**Exercise description**
Recast every line of the listing below as a Markdown table with two columns, Row and Line. Number the rows in order and leave out any blank lines.

**Dataset**
-----

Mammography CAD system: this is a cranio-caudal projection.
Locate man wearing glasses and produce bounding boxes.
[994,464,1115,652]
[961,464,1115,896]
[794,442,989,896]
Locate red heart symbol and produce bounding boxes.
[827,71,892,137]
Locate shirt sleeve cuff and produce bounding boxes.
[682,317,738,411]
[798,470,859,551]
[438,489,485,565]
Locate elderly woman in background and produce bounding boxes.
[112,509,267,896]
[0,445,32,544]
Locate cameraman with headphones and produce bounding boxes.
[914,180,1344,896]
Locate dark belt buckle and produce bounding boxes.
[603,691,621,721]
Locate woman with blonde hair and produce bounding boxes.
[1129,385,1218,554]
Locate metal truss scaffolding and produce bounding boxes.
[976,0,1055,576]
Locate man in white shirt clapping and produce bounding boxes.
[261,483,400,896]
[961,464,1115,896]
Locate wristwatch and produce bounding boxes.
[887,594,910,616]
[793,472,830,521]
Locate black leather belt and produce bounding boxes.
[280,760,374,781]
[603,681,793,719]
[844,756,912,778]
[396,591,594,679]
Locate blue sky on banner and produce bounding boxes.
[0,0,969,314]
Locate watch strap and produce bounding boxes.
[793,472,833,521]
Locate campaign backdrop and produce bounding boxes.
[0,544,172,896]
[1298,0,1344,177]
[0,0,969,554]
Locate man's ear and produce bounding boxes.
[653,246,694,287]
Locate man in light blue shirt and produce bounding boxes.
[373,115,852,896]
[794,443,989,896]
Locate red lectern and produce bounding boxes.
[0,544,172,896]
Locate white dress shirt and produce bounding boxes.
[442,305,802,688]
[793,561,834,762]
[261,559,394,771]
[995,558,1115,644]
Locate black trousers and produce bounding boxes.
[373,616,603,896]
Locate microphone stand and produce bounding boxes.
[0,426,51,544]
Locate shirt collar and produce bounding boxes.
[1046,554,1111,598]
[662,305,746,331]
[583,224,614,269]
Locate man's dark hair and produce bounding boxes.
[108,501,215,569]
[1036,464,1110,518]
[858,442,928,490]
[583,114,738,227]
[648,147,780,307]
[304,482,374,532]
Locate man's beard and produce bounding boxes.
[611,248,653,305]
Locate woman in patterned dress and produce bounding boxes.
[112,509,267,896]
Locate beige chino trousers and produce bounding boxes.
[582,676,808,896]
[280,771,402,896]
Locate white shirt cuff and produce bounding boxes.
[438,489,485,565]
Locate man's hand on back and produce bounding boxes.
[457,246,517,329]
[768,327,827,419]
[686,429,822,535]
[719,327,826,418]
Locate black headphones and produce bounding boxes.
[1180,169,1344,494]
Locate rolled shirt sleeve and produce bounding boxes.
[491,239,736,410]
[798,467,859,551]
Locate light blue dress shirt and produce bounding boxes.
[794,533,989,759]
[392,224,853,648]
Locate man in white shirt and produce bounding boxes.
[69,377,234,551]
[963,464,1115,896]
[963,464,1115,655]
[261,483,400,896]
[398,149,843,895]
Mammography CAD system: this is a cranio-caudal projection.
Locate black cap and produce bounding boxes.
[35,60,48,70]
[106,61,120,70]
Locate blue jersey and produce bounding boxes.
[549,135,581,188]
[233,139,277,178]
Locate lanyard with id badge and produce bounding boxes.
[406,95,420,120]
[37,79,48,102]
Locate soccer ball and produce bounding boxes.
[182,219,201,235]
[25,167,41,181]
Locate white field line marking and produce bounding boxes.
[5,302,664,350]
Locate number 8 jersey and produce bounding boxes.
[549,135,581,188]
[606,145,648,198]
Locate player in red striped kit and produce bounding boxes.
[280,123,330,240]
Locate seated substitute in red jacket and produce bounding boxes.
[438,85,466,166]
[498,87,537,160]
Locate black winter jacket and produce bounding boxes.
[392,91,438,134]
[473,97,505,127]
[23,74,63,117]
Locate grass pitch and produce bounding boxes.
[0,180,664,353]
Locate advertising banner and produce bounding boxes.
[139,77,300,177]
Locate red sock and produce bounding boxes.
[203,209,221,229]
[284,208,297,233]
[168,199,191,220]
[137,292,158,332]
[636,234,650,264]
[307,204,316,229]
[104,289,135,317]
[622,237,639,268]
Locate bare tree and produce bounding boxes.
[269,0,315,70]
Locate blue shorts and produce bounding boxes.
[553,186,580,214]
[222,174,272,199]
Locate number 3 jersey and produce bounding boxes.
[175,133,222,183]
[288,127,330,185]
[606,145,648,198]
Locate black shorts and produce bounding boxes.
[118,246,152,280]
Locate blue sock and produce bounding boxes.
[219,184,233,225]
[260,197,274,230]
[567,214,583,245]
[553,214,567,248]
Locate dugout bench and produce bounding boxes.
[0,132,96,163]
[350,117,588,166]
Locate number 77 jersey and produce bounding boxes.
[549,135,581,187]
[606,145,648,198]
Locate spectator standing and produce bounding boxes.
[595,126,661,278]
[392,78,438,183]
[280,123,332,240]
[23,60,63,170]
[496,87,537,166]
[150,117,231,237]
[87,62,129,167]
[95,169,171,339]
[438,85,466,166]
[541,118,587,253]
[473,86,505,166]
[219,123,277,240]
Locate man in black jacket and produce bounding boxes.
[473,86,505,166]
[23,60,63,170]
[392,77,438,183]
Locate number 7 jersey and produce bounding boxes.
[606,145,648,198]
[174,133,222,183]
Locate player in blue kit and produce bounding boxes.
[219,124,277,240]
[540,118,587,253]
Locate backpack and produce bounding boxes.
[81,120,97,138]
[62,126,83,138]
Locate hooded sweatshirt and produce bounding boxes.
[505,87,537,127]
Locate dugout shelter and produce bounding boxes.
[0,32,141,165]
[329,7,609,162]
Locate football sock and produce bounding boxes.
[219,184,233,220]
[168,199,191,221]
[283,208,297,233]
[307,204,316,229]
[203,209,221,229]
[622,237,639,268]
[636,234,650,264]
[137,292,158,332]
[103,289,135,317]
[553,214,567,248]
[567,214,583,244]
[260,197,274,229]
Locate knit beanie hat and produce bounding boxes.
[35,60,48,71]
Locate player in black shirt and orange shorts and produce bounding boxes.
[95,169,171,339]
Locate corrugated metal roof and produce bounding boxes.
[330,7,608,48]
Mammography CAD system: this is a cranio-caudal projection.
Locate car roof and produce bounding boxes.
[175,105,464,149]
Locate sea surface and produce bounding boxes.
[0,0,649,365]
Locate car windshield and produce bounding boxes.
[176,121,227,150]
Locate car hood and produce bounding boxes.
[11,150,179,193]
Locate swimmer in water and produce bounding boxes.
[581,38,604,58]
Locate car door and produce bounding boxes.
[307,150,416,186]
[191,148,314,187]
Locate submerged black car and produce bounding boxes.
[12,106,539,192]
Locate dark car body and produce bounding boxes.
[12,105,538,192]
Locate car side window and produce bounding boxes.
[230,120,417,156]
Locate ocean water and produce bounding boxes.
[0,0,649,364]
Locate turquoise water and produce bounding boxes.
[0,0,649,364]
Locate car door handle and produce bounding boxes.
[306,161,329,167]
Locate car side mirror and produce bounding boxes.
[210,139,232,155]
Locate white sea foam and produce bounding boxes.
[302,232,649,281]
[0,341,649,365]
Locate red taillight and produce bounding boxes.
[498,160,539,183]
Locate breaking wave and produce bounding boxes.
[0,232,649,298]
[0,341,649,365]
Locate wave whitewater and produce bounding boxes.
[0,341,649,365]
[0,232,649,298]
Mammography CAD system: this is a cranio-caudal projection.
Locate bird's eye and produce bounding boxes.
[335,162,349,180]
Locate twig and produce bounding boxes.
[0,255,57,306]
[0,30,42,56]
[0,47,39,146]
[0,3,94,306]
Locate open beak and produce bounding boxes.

-----

**Final answer**
| Row | Line |
|---|---|
| 1 | Mammography CAD system: this is a cranio-caudal projection. |
| 2 | Locate man wearing glasses and produce bounding boxes. |
| 3 | [994,464,1115,652] |
| 4 | [961,464,1115,896] |
| 5 | [794,442,989,896] |
| 6 | Locate red heart symbol and produce bounding boxes. |
| 7 | [827,71,892,137] |
| 8 | Locate shirt sleeve cuff and produce bounding boxes. |
| 9 | [682,317,738,411] |
| 10 | [798,470,859,551] |
| 11 | [438,489,485,565] |
| 12 | Locate elderly woman in background and produce bounding boxes. |
| 13 | [112,509,267,896] |
| 14 | [0,445,32,544] |
| 15 | Locate cameraman with headphones and produce bounding boxes. |
| 16 | [914,180,1344,896] |
| 17 | Locate dark belt buckle and produce bounding boxes. |
| 18 | [603,691,621,721] |
| 19 | Locate woman with blonde hair and produce bounding boxes. |
| 20 | [1129,385,1218,554] |
| 21 | Locate metal truss scaffolding and produce bounding boxes. |
| 22 | [976,0,1055,576] |
| 23 | Locate man in white shirt clapping and produce bounding boxes. |
| 24 | [261,483,400,896] |
| 25 | [961,464,1115,896] |
| 26 | Locate wristwatch and produce bounding boxes. |
| 27 | [887,594,910,616] |
| 28 | [793,472,830,521] |
| 29 | Locate black leather belt and produce bounding boxes. |
| 30 | [280,760,374,781] |
| 31 | [603,681,793,719] |
| 32 | [844,756,912,778] |
| 33 | [396,591,594,679] |
| 34 | Locate blue sky on banner and produce bounding boxes. |
| 35 | [0,0,969,314] |
| 36 | Locate watch strap and produce bounding boxes. |
| 37 | [793,472,833,521] |
| 38 | Locate campaign backdrop and produce bounding boxes. |
| 39 | [0,544,172,896] |
| 40 | [1298,0,1344,177] |
| 41 | [0,0,969,554] |
| 42 | Locate man's ear and produce bounding boxes. |
| 43 | [653,246,694,287] |
| 44 | Locate man in light blue shirt and produce bounding boxes. |
| 45 | [373,115,852,896] |
| 46 | [794,443,989,896] |
| 47 | Locate red lectern and produce bounding boxes. |
| 48 | [0,544,172,896] |
| 49 | Locate white dress shirt and produce bounding boxes. |
| 50 | [442,305,802,688] |
| 51 | [793,561,834,762] |
| 52 | [261,559,394,771] |
| 53 | [995,558,1115,644] |
| 54 | Locate black trousers and produce bounding boxes. |
| 55 | [373,616,603,896] |
| 56 | Locate microphone stand and produce bounding boxes. |
| 57 | [0,426,51,544] |
| 58 | Locate shirt collar and produce bounding boxes. |
| 59 | [1046,554,1111,598] |
| 60 | [662,305,746,331] |
| 61 | [583,224,614,269] |
| 62 | Locate man's dark hair and produce bounding boxes. |
| 63 | [108,501,215,569] |
| 64 | [1036,464,1110,518] |
| 65 | [858,442,928,490] |
| 66 | [583,114,738,227] |
| 67 | [648,147,780,307] |
| 68 | [304,482,374,532] |
| 69 | Locate man's beard and produce bounding boxes. |
| 70 | [611,248,653,305] |
| 71 | Locate woman in patterned dress and produce bounding boxes. |
| 72 | [112,509,267,896] |
| 73 | Locate beige chino trousers and produce bounding boxes. |
| 74 | [582,676,808,896] |
| 75 | [280,771,402,896] |
| 76 | Locate white shirt cuff and produce bounding boxes. |
| 77 | [438,489,485,565] |
| 78 | Locate man's hand on back and produce bounding boxes. |
| 79 | [457,246,517,329] |
| 80 | [768,327,827,419] |
| 81 | [686,429,822,535] |
| 82 | [719,327,826,418] |
| 83 | Locate black headphones and produce bounding boxes. |
| 84 | [1180,169,1344,494] |
| 85 | Locate rolled shirt sleeve and produce bounding boxes. |
| 86 | [491,239,736,410] |
| 87 | [798,467,859,551] |
| 88 | Locate light blue dress shirt and produce bounding boxes. |
| 89 | [794,533,989,759] |
| 90 | [392,224,853,648] |
| 91 | Locate man in white shirt and produce bounding boxes. |
| 92 | [69,377,234,551] |
| 93 | [963,464,1115,896] |
| 94 | [963,464,1115,655] |
| 95 | [261,483,400,896] |
| 96 | [398,149,843,895] |
| 97 | Mammography CAD system: this is a cranio-caudal projection. |
| 98 | Locate black cap and produce bounding boxes. |
| 99 | [35,60,48,70] |
| 100 | [106,61,120,70] |
| 101 | Locate blue jersey and produce bounding boxes. |
| 102 | [549,135,581,188] |
| 103 | [233,139,277,178] |
| 104 | Locate lanyard with id badge and produce bounding boxes. |
| 105 | [406,95,420,120] |
| 106 | [37,79,48,102] |
| 107 | Locate soccer ball and produce bounding boxes. |
| 108 | [182,219,201,235] |
| 109 | [25,167,41,181] |
| 110 | Locate white field line marking and produce bounding boxes. |
| 111 | [5,302,664,350] |
| 112 | Locate number 8 jersey and produce bounding boxes. |
| 113 | [549,135,581,188] |
| 114 | [606,145,648,198] |
| 115 | Locate player in red striped kit and produce bounding boxes. |
| 116 | [280,123,330,240] |
| 117 | Locate seated substitute in red jacket and produce bounding boxes. |
| 118 | [438,85,466,166] |
| 119 | [498,87,537,160] |
| 120 | Locate black winter jacket and produce bounding boxes. |
| 121 | [392,91,438,134] |
| 122 | [473,97,505,127] |
| 123 | [23,74,63,117] |
| 124 | Locate grass pitch and produce bounding boxes. |
| 125 | [0,180,664,353] |
| 126 | Locate advertising banner and produce bounding boxes. |
| 127 | [139,77,300,177] |
| 128 | Locate red sock and produce bounding boxes. |
| 129 | [203,209,221,229] |
| 130 | [284,208,297,233] |
| 131 | [168,199,191,220] |
| 132 | [137,292,158,332] |
| 133 | [636,234,650,264] |
| 134 | [307,204,316,229] |
| 135 | [104,289,135,317] |
| 136 | [622,237,639,268] |
| 137 | Locate bare tree and produce bounding boxes. |
| 138 | [269,0,315,70] |
| 139 | Locate blue shorts and produce bounding boxes. |
| 140 | [553,186,580,214] |
| 141 | [222,174,272,199] |
| 142 | Locate number 3 jersey and produce bounding boxes. |
| 143 | [175,133,222,183] |
| 144 | [288,127,330,185] |
| 145 | [606,145,648,198] |
| 146 | Locate black shorts and produce bounding boxes. |
| 147 | [118,246,152,280] |
| 148 | Locate blue sock and produce bounding boxes. |
| 149 | [219,184,233,225] |
| 150 | [260,197,274,230] |
| 151 | [567,214,583,245] |
| 152 | [553,214,567,248] |
| 153 | Locate dugout bench and produce bounding boxes. |
| 154 | [0,132,96,163] |
| 155 | [350,117,588,166] |
| 156 | Locate number 77 jersey and produce bounding boxes. |
| 157 | [549,135,581,187] |
| 158 | [606,145,648,198] |
| 159 | Locate spectator standing and produce bounding boxes. |
| 160 | [595,126,661,278] |
| 161 | [392,78,438,183] |
| 162 | [280,123,332,240] |
| 163 | [23,60,63,170] |
| 164 | [496,87,537,166] |
| 165 | [150,117,231,237] |
| 166 | [87,62,129,167] |
| 167 | [95,169,171,339] |
| 168 | [438,85,466,166] |
| 169 | [541,118,587,253] |
| 170 | [473,86,505,166] |
| 171 | [219,123,277,240] |
| 172 | Locate man in black jacket and produce bounding boxes. |
| 173 | [473,86,505,166] |
| 174 | [23,60,63,170] |
| 175 | [392,77,438,183] |
| 176 | Locate number 7 jersey and produce bounding boxes. |
| 177 | [606,145,648,198] |
| 178 | [174,133,222,183] |
| 179 | Locate player in blue kit and produce bounding boxes. |
| 180 | [219,124,277,240] |
| 181 | [540,118,587,253] |
| 182 | Locate backpack and produce bounding boxes. |
| 183 | [81,120,97,138] |
| 184 | [62,126,83,138] |
| 185 | Locate hooded sweatshirt and produce bounding boxes. |
| 186 | [505,87,537,127] |
| 187 | Locate dugout shelter and produce bounding boxes. |
| 188 | [0,32,141,165] |
| 189 | [329,7,609,162] |
| 190 | Locate football sock and produce bounding boxes. |
| 191 | [219,184,233,220] |
| 192 | [168,199,191,221] |
| 193 | [283,208,297,233] |
| 194 | [307,204,316,229] |
| 195 | [203,209,221,229] |
| 196 | [622,237,639,268] |
| 197 | [636,234,650,264] |
| 198 | [137,292,158,332] |
| 199 | [103,289,135,317] |
| 200 | [553,214,567,248] |
| 201 | [567,214,583,244] |
| 202 | [260,197,274,229] |
| 203 | Locate knit beanie hat and produce bounding boxes. |
| 204 | [35,60,48,71] |
| 205 | Locate player in black shirt and orange shorts and produce bounding boxes. |
| 206 | [95,169,171,339] |
| 207 | Locate corrugated metal roof and produce bounding boxes. |
| 208 | [330,7,608,48] |
| 209 | Mammography CAD system: this is a cranio-caudal projection. |
| 210 | Locate car roof and produce bounding boxes. |
| 211 | [175,105,464,149] |
| 212 | Locate sea surface and produce bounding boxes. |
| 213 | [0,0,649,365] |
| 214 | Locate car windshield and produce bounding boxes. |
| 215 | [176,121,227,150] |
| 216 | Locate car hood and produce bounding boxes. |
| 217 | [11,150,179,193] |
| 218 | Locate swimmer in water and produce bounding boxes. |
| 219 | [581,38,604,58] |
| 220 | Locate car door and produce bounding boxes. |
| 221 | [307,150,416,186] |
| 222 | [191,148,314,187] |
| 223 | Locate submerged black car and produce bounding boxes. |
| 224 | [12,106,539,192] |
| 225 | Locate dark car body and produce bounding boxes. |
| 226 | [12,105,538,192] |
| 227 | Locate car side window and produce bounding boxes. |
| 228 | [230,120,417,156] |
| 229 | Locate ocean water and produce bounding boxes. |
| 230 | [0,0,649,364] |
| 231 | Locate turquoise water and produce bounding boxes. |
| 232 | [0,0,649,364] |
| 233 | Locate car door handle and produce bounding boxes. |
| 234 | [306,161,329,167] |
| 235 | Locate car side mirror and produce bounding boxes. |
| 236 | [210,139,232,155] |
| 237 | Locate white sea foam and produce bounding boxes. |
| 238 | [302,232,649,281] |
| 239 | [0,341,649,365] |
| 240 | Locate red taillight and produce bounding boxes. |
| 241 | [498,160,539,183] |
| 242 | Locate breaking wave and produce bounding boxes. |
| 243 | [0,232,649,298] |
| 244 | [0,341,649,365] |
| 245 | Locate wave whitewater and produce bounding boxes. |
| 246 | [0,341,649,365] |
| 247 | [0,232,649,298] |
| 248 | Mammography CAD system: this is a cranio-caudal projection. |
| 249 | Locate bird's eye and produce bounding boxes. |
| 250 | [335,162,349,180] |
| 251 | Locate twig and produce bounding boxes. |
| 252 | [0,255,57,306] |
| 253 | [0,30,42,56] |
| 254 | [0,47,39,146] |
| 255 | [0,3,94,306] |
| 256 | Locate open beak and produce bounding boxes. |